> [TEXT EXTRACT]
==========
The optimal surface enhanced Raman scattering (SERS) intensity was correlated to the localized surface plasmon resonance (LSPR) of individual and aggregated gold core/silver shell (Au@Ag) nanoparticles (NPs) in titrations involving the addition of both SERS label (e.g., rhodamine 6G, R6G) and the non-SERS active aggregant (chemical species that triggers the aggregation of NPs) potassium chloride (KCl). Titrating NP solutions with pure SERS label has often resulted in highly non-linear calibrations. In some cases, addition of non-SERS active aggregating agents such as KCl has also resulted in a large increase in SERS signals. An order of initial addition was followed in this report to find any advantage from the initial addition between the SERS label or the aggregant KCl. Interactions between Au@Ag solution and the SERS labels of R6G, 4 mercaptopyridine (MPY) and 4 mercaptobenzoic acid (MBA) were followed using spectrophotometric titrations. Evaluations of the role of aggregation in NP solutions were conducted through the micro-titrations using a quartz cuvette and in two separate stages: (1) a single amount of KCl was followed by increasing amounts of SERS label, and (2) a single amount of SERS label was followed by increasing amounts of KCl. The present reports allowed to conclude that the graphs of SERS intensity (λ EX = 785nm, corrected for solution absorption) versus aggregate absorptions (λAG = 830 nm) had a correlation between intense SERS and LSPR band extinctions.
==========
> [DATASET RECORDS]
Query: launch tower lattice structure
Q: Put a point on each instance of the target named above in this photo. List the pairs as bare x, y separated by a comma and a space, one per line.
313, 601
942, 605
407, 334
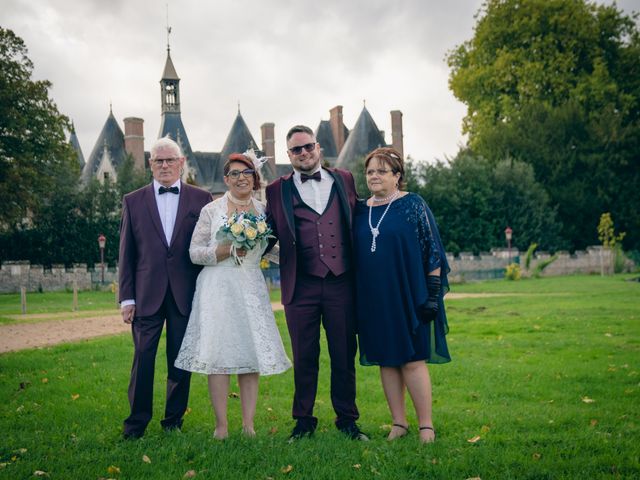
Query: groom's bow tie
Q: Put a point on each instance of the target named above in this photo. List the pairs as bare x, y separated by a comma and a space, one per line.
315, 176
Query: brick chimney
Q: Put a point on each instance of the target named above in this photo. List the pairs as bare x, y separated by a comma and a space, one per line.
134, 140
396, 131
269, 144
337, 127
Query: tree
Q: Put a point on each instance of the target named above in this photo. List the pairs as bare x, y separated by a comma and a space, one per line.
473, 202
34, 154
556, 84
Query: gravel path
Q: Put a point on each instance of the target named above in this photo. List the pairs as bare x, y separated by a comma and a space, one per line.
20, 336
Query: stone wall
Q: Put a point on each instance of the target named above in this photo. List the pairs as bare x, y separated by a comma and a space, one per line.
36, 278
464, 267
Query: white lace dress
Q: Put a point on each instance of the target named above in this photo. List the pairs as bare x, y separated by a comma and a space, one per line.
231, 327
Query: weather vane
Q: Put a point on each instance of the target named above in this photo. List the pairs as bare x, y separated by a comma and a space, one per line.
168, 29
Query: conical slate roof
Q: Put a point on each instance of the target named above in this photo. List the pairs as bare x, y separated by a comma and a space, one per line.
169, 70
111, 138
73, 141
364, 137
324, 136
238, 140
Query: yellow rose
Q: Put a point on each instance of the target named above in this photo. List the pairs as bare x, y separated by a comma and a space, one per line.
237, 228
251, 233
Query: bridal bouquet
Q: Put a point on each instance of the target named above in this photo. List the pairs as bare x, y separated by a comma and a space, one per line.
244, 230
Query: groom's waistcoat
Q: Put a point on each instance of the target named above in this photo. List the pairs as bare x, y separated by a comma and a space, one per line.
322, 242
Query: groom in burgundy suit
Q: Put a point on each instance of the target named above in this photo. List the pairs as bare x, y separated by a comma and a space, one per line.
157, 281
310, 211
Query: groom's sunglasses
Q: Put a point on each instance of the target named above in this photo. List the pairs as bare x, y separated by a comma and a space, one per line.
298, 150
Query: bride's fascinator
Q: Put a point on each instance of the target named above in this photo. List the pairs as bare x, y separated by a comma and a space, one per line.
258, 162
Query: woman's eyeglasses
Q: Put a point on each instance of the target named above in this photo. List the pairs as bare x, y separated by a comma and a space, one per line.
159, 161
380, 171
235, 174
298, 150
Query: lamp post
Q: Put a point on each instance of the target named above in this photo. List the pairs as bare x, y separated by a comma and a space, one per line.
507, 234
102, 240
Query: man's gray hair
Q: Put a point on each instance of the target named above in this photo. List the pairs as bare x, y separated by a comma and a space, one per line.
165, 143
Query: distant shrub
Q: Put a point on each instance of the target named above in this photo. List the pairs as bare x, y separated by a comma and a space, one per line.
512, 272
530, 250
544, 264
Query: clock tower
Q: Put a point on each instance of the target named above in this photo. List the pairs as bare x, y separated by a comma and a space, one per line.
170, 87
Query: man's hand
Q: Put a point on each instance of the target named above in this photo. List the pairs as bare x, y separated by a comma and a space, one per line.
127, 313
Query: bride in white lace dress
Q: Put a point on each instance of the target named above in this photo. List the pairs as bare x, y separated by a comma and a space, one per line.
231, 328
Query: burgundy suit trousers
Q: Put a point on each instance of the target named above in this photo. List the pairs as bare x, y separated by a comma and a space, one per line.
146, 336
327, 301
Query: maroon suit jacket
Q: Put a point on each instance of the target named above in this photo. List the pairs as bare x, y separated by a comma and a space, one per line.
280, 216
147, 265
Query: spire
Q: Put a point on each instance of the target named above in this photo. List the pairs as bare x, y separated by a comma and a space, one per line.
168, 31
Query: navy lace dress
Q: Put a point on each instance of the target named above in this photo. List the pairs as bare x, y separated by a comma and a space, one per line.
391, 285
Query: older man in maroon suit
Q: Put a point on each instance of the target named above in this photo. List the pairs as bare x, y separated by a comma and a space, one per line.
310, 212
157, 281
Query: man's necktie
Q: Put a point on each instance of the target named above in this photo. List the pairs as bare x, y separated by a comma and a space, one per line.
162, 190
315, 176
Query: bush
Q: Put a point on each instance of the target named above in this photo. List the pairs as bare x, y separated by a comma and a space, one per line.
512, 272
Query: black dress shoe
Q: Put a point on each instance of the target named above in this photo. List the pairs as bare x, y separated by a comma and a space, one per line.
352, 430
169, 427
132, 435
303, 428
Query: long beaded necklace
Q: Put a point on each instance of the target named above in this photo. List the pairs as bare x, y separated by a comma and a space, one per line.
375, 231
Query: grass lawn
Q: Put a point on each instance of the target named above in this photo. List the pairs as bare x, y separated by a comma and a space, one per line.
544, 384
59, 305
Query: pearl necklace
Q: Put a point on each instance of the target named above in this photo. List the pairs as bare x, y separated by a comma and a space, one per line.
375, 231
241, 203
380, 200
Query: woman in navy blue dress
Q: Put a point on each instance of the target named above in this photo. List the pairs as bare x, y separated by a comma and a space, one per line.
401, 278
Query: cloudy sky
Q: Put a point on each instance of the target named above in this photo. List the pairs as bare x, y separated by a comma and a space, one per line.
283, 61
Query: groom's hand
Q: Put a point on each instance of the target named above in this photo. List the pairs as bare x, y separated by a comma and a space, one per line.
127, 313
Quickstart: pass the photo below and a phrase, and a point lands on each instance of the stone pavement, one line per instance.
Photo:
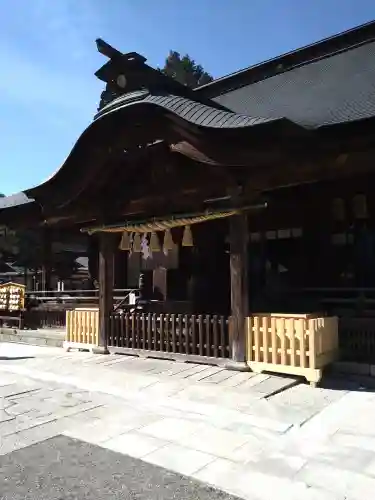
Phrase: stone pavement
(253, 436)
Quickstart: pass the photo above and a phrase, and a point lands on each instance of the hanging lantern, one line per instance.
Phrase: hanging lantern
(125, 243)
(187, 239)
(360, 206)
(154, 242)
(137, 247)
(168, 240)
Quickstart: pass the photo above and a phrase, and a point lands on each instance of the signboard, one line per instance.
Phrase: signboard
(12, 297)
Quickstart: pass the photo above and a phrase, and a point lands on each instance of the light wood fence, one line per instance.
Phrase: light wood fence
(292, 344)
(82, 328)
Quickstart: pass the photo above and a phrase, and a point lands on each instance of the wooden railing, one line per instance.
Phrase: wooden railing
(82, 328)
(294, 344)
(201, 335)
(44, 318)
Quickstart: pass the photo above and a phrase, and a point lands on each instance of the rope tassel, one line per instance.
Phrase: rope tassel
(168, 240)
(154, 242)
(187, 239)
(125, 243)
(137, 247)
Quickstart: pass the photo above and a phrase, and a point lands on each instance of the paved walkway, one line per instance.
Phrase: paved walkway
(254, 436)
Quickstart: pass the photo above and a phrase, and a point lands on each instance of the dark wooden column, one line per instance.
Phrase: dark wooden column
(238, 232)
(46, 259)
(106, 264)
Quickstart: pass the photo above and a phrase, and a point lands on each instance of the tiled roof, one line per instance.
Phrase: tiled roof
(14, 200)
(333, 90)
(192, 111)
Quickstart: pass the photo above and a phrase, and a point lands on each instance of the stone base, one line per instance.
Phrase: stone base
(238, 366)
(99, 350)
(42, 337)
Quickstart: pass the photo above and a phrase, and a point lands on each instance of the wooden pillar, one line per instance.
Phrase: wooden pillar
(106, 261)
(239, 287)
(46, 259)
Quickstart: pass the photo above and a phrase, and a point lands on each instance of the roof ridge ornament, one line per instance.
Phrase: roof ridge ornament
(125, 73)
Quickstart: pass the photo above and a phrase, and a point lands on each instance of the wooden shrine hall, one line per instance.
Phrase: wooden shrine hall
(203, 191)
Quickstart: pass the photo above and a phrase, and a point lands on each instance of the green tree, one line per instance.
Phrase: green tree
(185, 70)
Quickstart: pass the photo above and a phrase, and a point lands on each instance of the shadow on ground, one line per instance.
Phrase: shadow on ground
(62, 467)
(15, 358)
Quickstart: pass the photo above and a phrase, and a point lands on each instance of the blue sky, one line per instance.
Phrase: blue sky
(48, 92)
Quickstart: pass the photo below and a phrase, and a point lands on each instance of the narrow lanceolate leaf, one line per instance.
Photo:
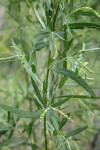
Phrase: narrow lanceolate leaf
(39, 19)
(61, 102)
(86, 11)
(79, 96)
(63, 122)
(28, 69)
(76, 131)
(21, 113)
(83, 25)
(78, 79)
(38, 94)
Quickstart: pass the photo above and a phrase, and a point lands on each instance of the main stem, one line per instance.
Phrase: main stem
(47, 76)
(45, 134)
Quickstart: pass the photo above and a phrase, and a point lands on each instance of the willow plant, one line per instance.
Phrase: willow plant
(57, 26)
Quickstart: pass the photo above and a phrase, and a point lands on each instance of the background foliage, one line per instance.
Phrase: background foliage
(44, 47)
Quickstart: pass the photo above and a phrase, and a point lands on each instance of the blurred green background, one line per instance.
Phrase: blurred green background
(18, 15)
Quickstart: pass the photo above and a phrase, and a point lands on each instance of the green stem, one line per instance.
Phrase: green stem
(45, 134)
(48, 69)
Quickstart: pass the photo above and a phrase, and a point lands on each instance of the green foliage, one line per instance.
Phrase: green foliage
(52, 72)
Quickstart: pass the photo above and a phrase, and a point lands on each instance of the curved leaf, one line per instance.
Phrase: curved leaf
(75, 132)
(83, 25)
(78, 79)
(21, 113)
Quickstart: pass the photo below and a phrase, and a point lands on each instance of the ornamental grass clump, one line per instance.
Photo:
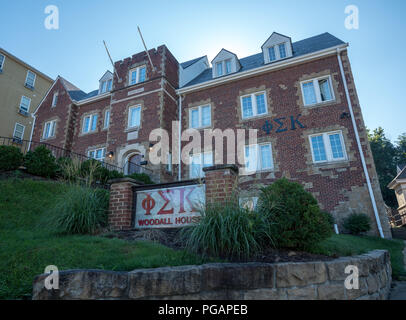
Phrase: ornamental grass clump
(81, 210)
(228, 231)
==========
According to the nanoparticle text, why did the report follow an order of initial addition? The records are drawn from a separate source.

> [FINISHED ANSWER] The report followed an order of initial addition to find out whether adding the SERS label first or adding the aggregant KCl first gave any advantage.